#### What the task asks:
Turn every line of the listing below into a numbered list, skipping blank lines and leaving out the pictures.

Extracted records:
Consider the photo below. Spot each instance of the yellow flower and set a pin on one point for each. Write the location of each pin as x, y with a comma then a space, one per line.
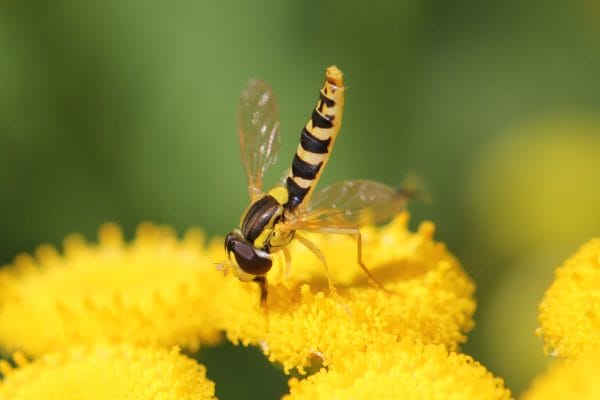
155, 290
405, 370
572, 379
570, 311
162, 291
106, 372
428, 297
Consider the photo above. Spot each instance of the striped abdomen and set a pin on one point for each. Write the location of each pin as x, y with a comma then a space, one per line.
316, 139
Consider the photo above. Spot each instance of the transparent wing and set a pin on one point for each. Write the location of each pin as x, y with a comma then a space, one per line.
351, 204
258, 132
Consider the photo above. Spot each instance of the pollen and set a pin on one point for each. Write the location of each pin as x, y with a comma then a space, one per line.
405, 370
107, 372
155, 290
570, 310
569, 379
427, 296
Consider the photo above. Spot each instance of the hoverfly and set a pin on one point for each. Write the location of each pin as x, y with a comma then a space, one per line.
273, 219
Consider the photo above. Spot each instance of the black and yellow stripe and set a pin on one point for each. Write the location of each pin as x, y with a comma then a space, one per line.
316, 140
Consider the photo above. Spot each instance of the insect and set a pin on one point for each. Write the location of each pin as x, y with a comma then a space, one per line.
276, 217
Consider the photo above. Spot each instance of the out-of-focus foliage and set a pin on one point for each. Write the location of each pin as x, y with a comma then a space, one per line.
125, 111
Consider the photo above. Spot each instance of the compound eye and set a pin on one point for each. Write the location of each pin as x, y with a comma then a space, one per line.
248, 259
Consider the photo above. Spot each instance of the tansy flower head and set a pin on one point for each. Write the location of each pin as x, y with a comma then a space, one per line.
107, 372
405, 370
570, 379
570, 311
428, 297
155, 290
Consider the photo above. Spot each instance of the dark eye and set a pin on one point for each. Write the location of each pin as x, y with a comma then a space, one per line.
247, 258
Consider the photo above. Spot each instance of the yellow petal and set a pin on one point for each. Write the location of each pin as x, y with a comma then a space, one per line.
428, 297
571, 379
154, 290
405, 370
107, 372
570, 311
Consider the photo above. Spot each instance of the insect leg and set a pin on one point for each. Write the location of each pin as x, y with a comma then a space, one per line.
317, 252
288, 262
262, 283
355, 233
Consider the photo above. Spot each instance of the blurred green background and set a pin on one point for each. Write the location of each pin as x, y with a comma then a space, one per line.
125, 111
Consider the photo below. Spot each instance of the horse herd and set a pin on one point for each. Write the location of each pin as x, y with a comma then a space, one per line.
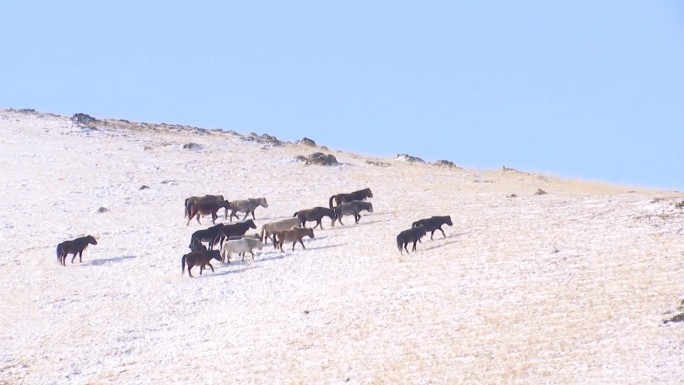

#### Output for this task:
1. Consider the photo below. Spot each instance of the yellow flower and set a pin on one point for each. Write the location of each pin as x, y with a comma then a space, one per line.
2. 155, 290
3. 405, 370
4. 572, 379
5. 570, 311
6. 162, 291
7. 106, 372
8. 428, 297
9. Consider the photo above. Spot each instance of the striped abdomen and set a pin on one point for each. Write the location of each pin as x, y with a comma then a space, one per line.
10. 316, 139
11. Consider the photo above. Spot each instance of the transparent wing and set a pin on one point for each. Write the location of each pin as x, y with a comma then a space, one per line.
12. 351, 204
13. 258, 132
14. Consider the photo above. Spot each instance of the pollen and set a pin on one point for each. Write the location of each pin as x, y with a comma then a space, one per line.
15. 405, 370
16. 107, 372
17. 155, 290
18. 570, 310
19. 569, 379
20. 427, 296
21. Consider the photo above. Spot each instance of the hoverfly and set a pin on one point for each. Write the location of each pin as x, y with a comma then a space, one per line.
22. 273, 219
23. Consider the photo above. Spot each instance of the black and yellow stripe and set a pin on one point for each. Write the location of each pin as x, y with a comma then a space, one per line.
24. 316, 140
25. Consider the photo above. Spot each instance of the insect and set a pin on one point for each. Write the location of each pin as x, y with a comma then a space, one per line.
26. 276, 217
27. Consider the photo above. Spot each instance of the out-of-focus foliage and set a pin on one point for each. Write the location of each pin as x, y with a comma then a space, one per line.
28. 125, 111
29. Consider the photo above. Spot each instance of the compound eye and set a pin on one point for each. Write the location of each pin as x, y with a comma then a space, one per line.
30. 248, 259
31. Consider the photo above. Spot each instance of the tansy flower head and set a pin on one point for each. Write the location of each pin as x, y with a comma then a space, one per line.
32. 107, 372
33. 405, 370
34. 570, 379
35. 570, 311
36. 428, 297
37. 155, 290
38. Consider the photo above. Spot each instance of the dark eye and set a pin on one point for each. Write the location of each pin as x, y with a comma then a space, one per line.
39. 247, 258
40. Consider the photo above. Spot each instance of the yellow petal and set a pin on one point for each. Write the location of each pin as x, y with a comma then a space, one per line.
41. 428, 297
42. 571, 379
43. 154, 290
44. 405, 370
45. 107, 372
46. 570, 311
47. Consider the photo above. Spot each instance of the insect leg and set a pin on one point for each. Write the location of each pin as x, y with a comma then a space, one per line.
48. 317, 252
49. 288, 262
50. 262, 283
51. 355, 233
52. Consider the photo above. Spot each instance of the blurred green background and set a pin on one point for each. Write the location of each pin as x, y with a comma then a space, one per line.
53. 125, 111
54. Consider the photo below. Spot each instance of the horse herd and set a pin on one point for each. Write the location of each pin as x, y with a comma then a space, one per line.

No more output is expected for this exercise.